> Required task: Collect each line of the data below that contains the word "roof", copying every such line in full.

> Dataset rows:
+-------+

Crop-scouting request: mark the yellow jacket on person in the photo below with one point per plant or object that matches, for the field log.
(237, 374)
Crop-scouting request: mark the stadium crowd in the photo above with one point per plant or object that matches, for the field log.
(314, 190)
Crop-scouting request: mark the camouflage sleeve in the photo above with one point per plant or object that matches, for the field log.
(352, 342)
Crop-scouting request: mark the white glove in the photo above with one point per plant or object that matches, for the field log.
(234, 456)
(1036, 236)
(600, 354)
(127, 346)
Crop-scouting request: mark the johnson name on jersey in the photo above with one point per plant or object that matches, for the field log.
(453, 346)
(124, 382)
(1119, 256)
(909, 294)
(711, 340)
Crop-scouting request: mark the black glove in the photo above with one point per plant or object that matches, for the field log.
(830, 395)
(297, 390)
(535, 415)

+-------+

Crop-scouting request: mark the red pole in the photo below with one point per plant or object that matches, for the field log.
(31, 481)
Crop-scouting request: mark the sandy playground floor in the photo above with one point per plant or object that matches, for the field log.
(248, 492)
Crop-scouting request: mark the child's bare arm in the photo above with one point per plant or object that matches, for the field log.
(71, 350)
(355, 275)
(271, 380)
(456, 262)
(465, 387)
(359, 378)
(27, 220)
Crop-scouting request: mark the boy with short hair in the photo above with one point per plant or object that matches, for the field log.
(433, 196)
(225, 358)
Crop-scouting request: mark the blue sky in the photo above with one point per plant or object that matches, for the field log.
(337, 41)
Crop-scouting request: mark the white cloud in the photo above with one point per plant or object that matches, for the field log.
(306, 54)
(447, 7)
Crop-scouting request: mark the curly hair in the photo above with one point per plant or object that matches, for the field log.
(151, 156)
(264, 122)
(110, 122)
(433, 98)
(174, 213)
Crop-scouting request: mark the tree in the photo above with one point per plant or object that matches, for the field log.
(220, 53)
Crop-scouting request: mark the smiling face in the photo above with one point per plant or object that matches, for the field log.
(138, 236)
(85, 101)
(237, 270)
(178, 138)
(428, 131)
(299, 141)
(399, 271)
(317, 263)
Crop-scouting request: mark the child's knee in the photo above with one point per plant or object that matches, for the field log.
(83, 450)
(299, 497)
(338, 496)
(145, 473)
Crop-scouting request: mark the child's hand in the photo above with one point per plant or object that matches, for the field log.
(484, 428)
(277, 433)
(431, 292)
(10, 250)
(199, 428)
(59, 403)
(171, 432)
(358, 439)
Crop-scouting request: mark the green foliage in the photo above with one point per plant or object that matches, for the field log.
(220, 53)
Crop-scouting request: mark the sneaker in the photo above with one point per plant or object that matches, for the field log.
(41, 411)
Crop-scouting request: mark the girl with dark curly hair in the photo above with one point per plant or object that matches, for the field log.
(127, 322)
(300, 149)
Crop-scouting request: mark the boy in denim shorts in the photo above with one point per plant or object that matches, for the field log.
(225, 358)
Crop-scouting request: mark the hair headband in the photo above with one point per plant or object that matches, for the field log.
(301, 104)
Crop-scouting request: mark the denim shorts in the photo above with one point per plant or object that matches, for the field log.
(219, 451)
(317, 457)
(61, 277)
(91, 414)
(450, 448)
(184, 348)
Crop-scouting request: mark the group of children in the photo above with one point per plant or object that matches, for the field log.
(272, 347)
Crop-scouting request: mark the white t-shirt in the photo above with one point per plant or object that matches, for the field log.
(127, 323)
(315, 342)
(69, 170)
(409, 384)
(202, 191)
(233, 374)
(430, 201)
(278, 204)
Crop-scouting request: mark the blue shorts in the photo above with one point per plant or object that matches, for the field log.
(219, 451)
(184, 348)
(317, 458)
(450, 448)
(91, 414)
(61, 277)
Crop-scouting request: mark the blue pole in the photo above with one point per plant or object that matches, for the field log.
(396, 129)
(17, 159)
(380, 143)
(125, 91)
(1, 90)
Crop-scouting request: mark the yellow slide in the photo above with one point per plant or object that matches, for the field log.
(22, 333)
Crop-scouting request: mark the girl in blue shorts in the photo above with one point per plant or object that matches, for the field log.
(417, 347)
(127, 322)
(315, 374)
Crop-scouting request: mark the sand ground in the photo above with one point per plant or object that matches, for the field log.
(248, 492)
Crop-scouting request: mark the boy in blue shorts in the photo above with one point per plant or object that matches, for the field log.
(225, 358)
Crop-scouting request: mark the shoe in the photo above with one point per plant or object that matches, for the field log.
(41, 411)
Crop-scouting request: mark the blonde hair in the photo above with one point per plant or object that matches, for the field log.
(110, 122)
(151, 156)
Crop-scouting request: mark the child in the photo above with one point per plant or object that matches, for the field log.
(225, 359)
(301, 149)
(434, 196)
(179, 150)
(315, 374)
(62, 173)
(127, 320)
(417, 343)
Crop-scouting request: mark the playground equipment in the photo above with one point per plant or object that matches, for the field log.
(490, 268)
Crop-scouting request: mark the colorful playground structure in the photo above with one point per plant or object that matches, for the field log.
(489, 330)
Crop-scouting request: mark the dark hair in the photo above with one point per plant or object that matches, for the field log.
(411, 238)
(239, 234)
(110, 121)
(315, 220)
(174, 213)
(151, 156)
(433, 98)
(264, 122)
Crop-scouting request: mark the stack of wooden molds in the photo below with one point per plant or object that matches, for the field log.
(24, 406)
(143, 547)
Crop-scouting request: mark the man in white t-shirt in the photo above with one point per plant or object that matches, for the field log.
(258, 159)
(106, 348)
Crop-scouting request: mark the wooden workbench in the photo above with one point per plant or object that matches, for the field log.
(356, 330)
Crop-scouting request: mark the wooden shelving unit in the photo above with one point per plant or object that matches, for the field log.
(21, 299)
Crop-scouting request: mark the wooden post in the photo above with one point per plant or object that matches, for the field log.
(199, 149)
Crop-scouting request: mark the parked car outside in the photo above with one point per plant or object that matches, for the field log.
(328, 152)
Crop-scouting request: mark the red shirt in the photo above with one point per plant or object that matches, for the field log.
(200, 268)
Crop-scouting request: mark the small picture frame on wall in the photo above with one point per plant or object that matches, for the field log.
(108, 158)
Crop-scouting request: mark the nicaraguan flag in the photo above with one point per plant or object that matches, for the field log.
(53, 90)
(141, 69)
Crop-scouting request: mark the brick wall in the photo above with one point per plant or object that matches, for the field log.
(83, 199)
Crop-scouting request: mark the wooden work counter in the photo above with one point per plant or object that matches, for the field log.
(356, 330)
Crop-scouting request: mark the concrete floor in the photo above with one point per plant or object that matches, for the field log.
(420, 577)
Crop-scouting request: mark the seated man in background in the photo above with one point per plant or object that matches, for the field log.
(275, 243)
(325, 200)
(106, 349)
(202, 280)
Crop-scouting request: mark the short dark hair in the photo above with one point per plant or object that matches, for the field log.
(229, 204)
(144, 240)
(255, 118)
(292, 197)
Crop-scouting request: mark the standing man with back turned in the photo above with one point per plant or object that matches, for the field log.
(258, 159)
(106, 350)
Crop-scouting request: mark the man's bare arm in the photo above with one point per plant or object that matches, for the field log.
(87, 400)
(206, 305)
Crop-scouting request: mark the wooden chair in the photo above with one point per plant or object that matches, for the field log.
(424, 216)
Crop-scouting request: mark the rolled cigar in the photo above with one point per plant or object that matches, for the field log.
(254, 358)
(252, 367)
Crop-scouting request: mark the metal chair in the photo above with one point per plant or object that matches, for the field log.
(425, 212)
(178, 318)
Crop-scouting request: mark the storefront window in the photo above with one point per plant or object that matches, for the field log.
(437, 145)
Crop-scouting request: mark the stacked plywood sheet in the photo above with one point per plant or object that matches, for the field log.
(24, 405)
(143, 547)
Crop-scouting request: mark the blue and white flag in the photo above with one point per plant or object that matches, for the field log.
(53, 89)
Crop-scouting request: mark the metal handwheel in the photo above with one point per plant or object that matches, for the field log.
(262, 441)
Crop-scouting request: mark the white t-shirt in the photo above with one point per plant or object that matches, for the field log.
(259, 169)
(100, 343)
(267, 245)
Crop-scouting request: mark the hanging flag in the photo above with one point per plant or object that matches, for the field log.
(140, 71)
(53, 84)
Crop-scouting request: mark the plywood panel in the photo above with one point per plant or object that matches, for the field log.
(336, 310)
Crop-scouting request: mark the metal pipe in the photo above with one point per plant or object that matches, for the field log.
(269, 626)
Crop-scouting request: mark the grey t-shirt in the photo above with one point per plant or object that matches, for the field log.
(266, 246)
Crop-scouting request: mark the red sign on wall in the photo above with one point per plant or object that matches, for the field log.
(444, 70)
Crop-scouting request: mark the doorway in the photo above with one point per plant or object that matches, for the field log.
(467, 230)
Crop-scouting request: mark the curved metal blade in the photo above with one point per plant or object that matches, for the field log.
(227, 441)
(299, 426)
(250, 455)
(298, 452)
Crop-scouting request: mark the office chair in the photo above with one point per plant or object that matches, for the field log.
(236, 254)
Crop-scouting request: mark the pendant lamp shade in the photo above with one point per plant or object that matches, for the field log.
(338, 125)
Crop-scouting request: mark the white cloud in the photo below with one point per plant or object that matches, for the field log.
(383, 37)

+-------+

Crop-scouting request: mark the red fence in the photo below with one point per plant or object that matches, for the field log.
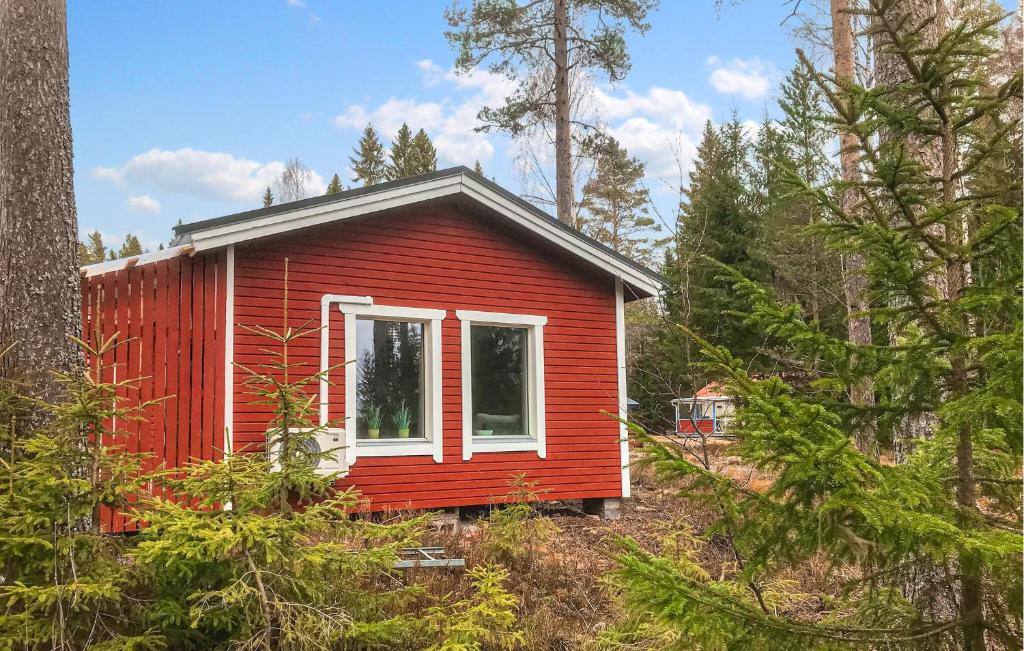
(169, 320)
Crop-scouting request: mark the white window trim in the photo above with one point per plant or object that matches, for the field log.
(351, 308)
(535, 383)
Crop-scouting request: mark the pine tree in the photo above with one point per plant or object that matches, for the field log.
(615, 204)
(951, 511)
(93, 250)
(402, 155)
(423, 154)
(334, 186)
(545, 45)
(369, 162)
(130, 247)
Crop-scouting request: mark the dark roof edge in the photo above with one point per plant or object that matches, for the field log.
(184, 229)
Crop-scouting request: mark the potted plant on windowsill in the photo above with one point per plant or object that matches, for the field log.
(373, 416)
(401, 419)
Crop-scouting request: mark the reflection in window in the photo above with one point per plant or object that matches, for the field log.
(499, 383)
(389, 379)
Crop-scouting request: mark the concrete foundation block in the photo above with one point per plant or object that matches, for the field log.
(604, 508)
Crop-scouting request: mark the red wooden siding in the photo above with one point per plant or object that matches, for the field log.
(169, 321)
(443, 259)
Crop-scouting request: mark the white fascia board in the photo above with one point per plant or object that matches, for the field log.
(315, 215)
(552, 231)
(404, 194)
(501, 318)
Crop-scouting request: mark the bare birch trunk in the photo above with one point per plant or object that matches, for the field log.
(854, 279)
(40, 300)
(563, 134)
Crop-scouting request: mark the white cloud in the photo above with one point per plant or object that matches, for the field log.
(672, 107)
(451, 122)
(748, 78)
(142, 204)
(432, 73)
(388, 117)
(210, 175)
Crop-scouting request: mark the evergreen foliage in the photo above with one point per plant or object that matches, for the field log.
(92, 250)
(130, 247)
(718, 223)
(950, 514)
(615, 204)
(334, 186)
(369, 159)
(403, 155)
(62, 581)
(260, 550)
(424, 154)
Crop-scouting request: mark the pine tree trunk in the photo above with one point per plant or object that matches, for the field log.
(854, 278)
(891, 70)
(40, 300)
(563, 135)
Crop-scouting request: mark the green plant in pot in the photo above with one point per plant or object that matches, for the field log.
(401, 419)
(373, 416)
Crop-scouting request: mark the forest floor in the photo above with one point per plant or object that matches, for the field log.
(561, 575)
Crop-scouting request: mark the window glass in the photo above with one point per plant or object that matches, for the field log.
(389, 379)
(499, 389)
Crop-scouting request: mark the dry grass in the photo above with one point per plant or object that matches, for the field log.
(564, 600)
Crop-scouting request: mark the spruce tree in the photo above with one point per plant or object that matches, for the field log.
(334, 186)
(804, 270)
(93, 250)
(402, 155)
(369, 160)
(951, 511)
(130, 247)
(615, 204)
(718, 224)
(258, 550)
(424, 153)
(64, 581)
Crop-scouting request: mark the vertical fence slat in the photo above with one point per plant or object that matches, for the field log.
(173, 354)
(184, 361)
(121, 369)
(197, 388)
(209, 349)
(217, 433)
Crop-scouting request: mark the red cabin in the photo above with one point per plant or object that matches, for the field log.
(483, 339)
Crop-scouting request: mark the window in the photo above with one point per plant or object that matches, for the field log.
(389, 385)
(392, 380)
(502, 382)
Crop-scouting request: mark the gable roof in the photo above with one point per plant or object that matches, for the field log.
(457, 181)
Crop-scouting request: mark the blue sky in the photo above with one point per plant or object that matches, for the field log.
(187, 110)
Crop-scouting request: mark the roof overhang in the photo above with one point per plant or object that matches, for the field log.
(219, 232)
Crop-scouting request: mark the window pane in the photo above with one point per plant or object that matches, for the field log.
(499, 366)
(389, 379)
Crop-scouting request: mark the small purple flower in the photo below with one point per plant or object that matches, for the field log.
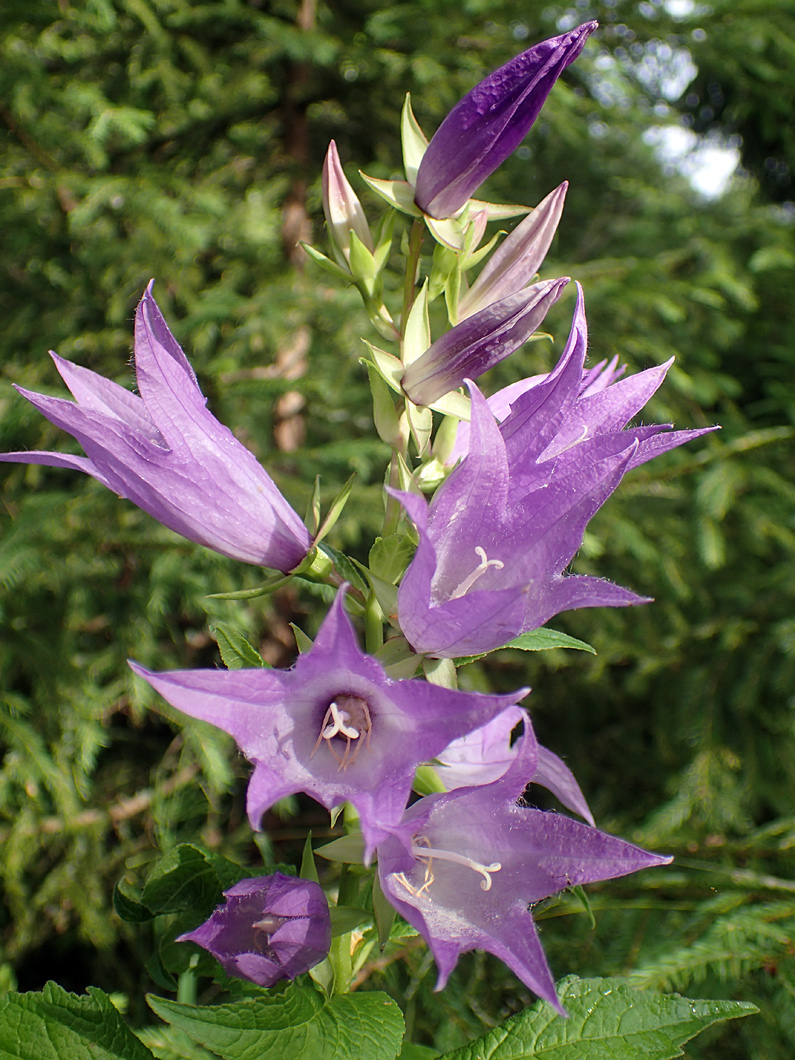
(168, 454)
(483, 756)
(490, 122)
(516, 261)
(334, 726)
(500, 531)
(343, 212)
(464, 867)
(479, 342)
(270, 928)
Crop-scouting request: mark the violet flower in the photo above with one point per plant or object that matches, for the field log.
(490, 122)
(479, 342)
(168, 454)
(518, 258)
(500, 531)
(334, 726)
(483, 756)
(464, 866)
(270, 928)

+-------+

> Response:
Crop-scouting request: mark the dark roof edge in the photo above with one point per plant or object that matches, for the field log.
Crop-scouting request: mark the gable roof in the photo above with one point per plant or object that matches, for the field log.
Crop-scouting request: mark the roof overhang in the photo above with one point per plant or object that matches, for the field log.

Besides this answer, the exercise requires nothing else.